= Eddie Benitez =

Puerto Rican musician (1956–2019)

Eddie Benitez (November 12, 1956 – January 17, 2019) was a Latin Jazz & World Music guitarist. Born in San Juan, Puerto Rico, his family moved to Europe soon after his birth for his father's work. He was raised in Italy and Spain, and the family returned to the U.S. when Benitez was nine and settled in Brooklyn, New York. Benitez formed his first band at age twelve and began competing and winning local battles of the bands in Brooklyn. It was at one such battle of the bands where he was discovered by an AR person from Fania Records. Soon after the teenage guitarist was signed to Fania records.

==Career==
Eddie Benitez played his first concert at Marcala la paz Honduras in front of 20,000 fans soon after joining the label in 1976. His performance with his band Nebula and the Fania All Stars marked the beginning of his early rise to fame as a guitarist. His first release was Nightlife, which he followed six months later with Essence of Life. He later performed with such stars as Tito Puente and Mongo Santamaría. His musical style began with Latin jazz as part of the Fania family, and would later incorporate smooth jazz and world music styles. He was the first Latin artist to perform at the legendary New York City punk club CBGB in 1976.

● Dataset content:

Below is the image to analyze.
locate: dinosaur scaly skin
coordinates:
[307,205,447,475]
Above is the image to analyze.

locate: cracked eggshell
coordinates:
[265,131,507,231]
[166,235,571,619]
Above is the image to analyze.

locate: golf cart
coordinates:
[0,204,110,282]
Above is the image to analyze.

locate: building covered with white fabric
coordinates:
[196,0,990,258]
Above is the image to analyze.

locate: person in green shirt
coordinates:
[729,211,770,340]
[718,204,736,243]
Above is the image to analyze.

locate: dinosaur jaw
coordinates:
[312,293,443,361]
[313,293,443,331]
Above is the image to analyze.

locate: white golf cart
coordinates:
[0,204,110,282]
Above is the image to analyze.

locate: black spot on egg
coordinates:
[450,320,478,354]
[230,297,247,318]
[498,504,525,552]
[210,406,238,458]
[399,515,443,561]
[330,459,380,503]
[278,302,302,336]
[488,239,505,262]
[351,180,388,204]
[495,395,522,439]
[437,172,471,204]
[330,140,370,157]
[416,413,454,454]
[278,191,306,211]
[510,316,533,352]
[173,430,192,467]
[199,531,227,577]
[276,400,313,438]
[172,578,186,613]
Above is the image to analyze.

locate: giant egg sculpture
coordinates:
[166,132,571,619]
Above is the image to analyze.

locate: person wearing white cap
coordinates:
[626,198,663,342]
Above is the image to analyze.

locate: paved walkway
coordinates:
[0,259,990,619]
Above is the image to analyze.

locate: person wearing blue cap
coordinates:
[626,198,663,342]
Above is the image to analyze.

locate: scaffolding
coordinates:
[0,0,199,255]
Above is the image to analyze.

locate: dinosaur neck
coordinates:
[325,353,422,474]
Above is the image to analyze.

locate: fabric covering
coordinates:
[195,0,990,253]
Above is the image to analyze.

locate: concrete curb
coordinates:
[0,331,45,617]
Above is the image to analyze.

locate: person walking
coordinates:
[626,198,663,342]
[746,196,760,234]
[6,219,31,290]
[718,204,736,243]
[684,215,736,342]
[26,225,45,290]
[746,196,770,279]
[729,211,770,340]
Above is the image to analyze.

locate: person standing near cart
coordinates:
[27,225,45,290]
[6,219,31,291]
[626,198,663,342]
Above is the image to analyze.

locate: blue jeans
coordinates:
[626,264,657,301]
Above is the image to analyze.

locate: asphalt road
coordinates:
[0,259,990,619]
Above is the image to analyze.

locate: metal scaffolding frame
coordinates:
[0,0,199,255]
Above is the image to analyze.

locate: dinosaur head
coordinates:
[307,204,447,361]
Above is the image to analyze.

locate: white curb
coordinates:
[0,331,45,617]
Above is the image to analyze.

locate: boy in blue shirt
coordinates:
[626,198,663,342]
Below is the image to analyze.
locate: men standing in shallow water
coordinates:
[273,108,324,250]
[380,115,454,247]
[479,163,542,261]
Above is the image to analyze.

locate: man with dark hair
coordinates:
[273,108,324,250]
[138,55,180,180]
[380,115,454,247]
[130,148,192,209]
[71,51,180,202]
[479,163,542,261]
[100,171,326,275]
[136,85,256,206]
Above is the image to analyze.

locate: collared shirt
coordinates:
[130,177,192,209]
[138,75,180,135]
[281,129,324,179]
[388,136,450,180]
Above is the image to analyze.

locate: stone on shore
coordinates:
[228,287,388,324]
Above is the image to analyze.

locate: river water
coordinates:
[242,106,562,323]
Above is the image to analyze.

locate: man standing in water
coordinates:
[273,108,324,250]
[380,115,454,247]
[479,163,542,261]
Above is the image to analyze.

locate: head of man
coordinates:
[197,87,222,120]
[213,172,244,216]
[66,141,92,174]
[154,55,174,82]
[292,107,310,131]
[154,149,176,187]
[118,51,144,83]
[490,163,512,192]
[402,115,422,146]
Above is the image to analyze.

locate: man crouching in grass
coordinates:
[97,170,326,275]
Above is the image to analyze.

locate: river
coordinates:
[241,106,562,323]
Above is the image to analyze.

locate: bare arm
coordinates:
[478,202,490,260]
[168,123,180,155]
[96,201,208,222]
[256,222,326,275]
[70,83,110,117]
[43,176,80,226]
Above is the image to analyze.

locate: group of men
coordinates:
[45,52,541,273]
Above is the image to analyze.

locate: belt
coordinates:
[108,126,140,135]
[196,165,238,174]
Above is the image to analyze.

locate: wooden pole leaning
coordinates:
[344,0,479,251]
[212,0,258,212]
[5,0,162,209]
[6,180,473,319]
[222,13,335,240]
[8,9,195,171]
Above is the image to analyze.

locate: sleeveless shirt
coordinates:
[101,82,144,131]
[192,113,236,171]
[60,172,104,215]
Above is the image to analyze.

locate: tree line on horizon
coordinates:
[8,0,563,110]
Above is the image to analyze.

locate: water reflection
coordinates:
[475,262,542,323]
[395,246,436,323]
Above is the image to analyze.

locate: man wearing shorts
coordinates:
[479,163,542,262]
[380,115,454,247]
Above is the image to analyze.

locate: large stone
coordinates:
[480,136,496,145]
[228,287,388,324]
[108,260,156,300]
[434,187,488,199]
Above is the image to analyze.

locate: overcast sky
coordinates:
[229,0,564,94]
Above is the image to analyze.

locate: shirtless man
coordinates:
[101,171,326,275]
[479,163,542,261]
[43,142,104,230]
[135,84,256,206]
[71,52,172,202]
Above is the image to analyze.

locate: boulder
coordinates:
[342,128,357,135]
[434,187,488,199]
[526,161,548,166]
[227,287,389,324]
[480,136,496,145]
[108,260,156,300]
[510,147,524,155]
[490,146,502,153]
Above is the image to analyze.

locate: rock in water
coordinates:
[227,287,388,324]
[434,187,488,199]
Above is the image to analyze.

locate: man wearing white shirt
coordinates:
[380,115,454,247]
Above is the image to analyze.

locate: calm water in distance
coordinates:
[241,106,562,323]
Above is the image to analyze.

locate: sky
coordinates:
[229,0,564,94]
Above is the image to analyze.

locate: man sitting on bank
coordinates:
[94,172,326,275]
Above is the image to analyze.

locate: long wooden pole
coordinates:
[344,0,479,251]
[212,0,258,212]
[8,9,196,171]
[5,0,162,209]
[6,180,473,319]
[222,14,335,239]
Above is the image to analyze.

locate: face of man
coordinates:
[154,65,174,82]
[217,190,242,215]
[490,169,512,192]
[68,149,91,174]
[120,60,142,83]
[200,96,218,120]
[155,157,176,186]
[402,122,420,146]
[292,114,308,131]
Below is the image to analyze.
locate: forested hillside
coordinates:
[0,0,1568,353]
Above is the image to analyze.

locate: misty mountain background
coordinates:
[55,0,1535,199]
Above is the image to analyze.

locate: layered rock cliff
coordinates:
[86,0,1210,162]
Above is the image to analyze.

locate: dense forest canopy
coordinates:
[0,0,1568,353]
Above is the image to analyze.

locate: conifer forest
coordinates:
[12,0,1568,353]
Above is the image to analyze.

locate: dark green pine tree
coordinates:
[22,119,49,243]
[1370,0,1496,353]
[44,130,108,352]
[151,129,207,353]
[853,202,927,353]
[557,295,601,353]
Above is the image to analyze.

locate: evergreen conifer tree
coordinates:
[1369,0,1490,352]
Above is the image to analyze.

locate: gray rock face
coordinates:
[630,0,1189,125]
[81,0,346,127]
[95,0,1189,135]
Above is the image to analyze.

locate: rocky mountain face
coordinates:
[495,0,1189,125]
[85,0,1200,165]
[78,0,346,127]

● Activity:
Decide whether each statement agrees with the Eddie Benitez article. Answer yes or no for each, and quote the words of the article that settle it.
1. Benitez was raised in Italy and Spain.
2. His first release was Essence of Life.
3. He formed his first band at age nine.
The listing plays no part in the work that comes after it.

● Task solution:
1. Yes. "He was raised in Italy and Spain"
2. No. "His first release was Nightlife, which he followed six months later with Essence of Life."
3. No. "Benitez formed his first band at age twelve"